SOURCE EXCERPT:
════
If you analyze costs frequently, you find areas where you can reduce costs immediately. There’s nothing worse than discovering a problem after it’s too late to fix, so don’t create a budget and shove it in a drawer. Review your actual results, and compare those results to your budget. If you find large differences, dig deeper. Consider reviewing more detail to find out what caused the difference.

Here are some tools you can use to control costs. Each tool is explained in detail in this book:

 Cost-volume profit (CVP) analysis: CVP is a simple tool to analyze costs, sale price, and units sold. There’s a user-friendly formula — the kind of tool you can play around with on a notepad or spreadsheet. Check out Chapter 3 for more on CVP.

 Variance analysis: A variance is the difference between your planned costs and actual costs. A large variance is a red flag — a number that gets your attention. You investigate variances to find ways to reduce your costs. Chapter 7 tells you more.

 Activity-based costing (ABC): This analysis allows you to assign costs using the activities put into making your product or service. ABC assigns costs to products based on levels of activity: labor hours incurred, machine hours used, and so forth. See Chapter 5 for an in-depth look.

 Support costs: Nearly every business incurs support costs. These are areas of your business that support your production and sales efforts. Accounting and legal costs are good examples of support costs.

 Joint costing: Your business may use the same process to produce several different products. This situation is called joint production. The products will share common costs of this production, or joint costs. Now, it’s likely that each product has its own unique costs after joint production; however, you need a tool to allocate the joint costs when the products are produced together.
════
DATA SUPPLIED:
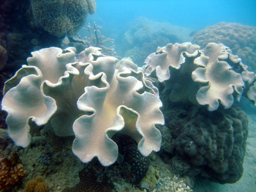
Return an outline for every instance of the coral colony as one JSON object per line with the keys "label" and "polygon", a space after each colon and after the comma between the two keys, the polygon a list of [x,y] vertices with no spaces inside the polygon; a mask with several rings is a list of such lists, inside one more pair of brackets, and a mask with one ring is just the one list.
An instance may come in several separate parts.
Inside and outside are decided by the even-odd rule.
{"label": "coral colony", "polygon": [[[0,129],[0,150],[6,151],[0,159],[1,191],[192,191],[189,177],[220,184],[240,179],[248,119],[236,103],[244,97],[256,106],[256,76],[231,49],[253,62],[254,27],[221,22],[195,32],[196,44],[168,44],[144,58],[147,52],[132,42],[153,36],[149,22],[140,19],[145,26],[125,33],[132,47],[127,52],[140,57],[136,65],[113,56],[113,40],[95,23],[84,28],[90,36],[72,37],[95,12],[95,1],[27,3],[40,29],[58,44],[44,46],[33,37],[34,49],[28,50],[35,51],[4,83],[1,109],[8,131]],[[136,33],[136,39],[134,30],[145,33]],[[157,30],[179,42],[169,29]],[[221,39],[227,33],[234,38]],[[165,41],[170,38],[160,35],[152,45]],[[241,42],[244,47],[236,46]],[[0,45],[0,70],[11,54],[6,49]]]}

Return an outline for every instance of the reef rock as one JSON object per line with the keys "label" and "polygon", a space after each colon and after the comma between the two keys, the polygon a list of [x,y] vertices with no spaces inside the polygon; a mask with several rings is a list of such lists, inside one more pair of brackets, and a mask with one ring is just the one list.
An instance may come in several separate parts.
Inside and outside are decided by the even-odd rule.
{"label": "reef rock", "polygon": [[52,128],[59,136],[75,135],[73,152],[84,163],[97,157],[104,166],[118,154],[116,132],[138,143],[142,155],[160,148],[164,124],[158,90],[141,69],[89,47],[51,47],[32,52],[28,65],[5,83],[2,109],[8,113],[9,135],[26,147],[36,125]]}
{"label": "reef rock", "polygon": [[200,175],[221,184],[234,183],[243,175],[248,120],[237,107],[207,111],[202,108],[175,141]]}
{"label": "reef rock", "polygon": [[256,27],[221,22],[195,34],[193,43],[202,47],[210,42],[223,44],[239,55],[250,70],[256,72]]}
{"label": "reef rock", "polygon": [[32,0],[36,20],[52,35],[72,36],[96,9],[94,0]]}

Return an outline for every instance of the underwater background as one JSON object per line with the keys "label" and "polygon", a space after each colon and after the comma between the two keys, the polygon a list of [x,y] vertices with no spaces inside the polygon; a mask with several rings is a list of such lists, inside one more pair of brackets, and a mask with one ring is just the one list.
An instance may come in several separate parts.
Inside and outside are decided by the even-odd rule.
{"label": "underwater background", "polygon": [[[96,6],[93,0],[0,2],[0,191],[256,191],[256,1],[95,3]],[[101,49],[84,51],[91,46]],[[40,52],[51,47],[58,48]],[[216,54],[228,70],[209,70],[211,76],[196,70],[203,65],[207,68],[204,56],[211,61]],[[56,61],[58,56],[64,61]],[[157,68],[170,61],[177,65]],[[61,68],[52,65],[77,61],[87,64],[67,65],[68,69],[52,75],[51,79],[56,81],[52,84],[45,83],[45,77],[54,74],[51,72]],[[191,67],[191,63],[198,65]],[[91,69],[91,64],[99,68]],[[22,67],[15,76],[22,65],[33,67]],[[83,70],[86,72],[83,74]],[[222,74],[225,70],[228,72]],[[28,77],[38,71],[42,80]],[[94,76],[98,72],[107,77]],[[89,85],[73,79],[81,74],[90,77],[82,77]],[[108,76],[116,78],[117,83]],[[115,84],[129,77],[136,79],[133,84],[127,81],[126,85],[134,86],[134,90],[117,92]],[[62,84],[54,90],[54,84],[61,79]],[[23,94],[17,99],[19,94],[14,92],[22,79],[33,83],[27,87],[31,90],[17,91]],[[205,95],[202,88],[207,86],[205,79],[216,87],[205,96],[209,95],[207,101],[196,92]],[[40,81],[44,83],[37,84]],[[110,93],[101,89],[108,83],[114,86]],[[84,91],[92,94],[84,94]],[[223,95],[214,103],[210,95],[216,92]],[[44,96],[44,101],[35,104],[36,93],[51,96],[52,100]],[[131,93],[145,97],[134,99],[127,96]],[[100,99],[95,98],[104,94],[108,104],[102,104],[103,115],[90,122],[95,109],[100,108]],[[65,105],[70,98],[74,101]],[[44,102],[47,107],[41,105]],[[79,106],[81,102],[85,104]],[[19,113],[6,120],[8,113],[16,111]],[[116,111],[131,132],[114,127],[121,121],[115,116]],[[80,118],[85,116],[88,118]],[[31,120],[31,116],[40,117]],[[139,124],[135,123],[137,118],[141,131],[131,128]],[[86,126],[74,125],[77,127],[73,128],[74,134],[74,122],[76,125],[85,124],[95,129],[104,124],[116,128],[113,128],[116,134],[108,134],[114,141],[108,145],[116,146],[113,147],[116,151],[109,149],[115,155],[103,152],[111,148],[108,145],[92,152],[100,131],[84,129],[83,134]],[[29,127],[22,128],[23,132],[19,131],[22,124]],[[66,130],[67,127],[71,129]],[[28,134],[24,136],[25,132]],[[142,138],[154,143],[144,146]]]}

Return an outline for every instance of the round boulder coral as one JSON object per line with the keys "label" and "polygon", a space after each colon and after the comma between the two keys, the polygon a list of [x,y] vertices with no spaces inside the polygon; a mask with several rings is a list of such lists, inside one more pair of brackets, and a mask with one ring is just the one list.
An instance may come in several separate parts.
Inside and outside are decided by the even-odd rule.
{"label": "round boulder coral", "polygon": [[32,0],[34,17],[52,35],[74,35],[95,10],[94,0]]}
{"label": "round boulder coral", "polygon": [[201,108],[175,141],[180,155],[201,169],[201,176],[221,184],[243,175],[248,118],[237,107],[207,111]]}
════
EXERCISES:
A) Write out the stretch of the cost-control passage from "Activity-based costing (ABC): This" through "an in-depth look.".
B) Convert the stretch of rows from the line containing "Return an outline for every instance of the round" through the final row into a two-column CSV with the columns request and answer. Include one CSV line per request, and place each field in quotation marks with its line breaks replaced by spaces.

ANSWERS:
A)
Activity-based costing (ABC): This analysis allows you to assign costs using the activities put into making your product or service. ABC assigns costs to products based on levels of activity: labor hours incurred, machine hours used, and so forth. See Chapter 5 for an in-depth look.

B)
request,answer
"Return an outline for every instance of the round boulder coral as one JSON object per line with the keys ""label"" and ""polygon"", a space after each colon and after the comma between the two keys, the polygon a list of [x,y] vertices with no spaces inside the polygon; a mask with several rings is a list of such lists, inside one more pair of brackets, and a mask with one ring is just the one list. An instance may come in several separate parts. Inside and outside are decided by the even-odd rule.","{""label"": ""round boulder coral"", ""polygon"": [[32,0],[34,17],[52,35],[74,35],[95,10],[94,0]]} {""label"": ""round boulder coral"", ""polygon"": [[201,108],[175,141],[180,155],[201,169],[201,176],[221,184],[243,175],[248,118],[237,107],[207,111]]}"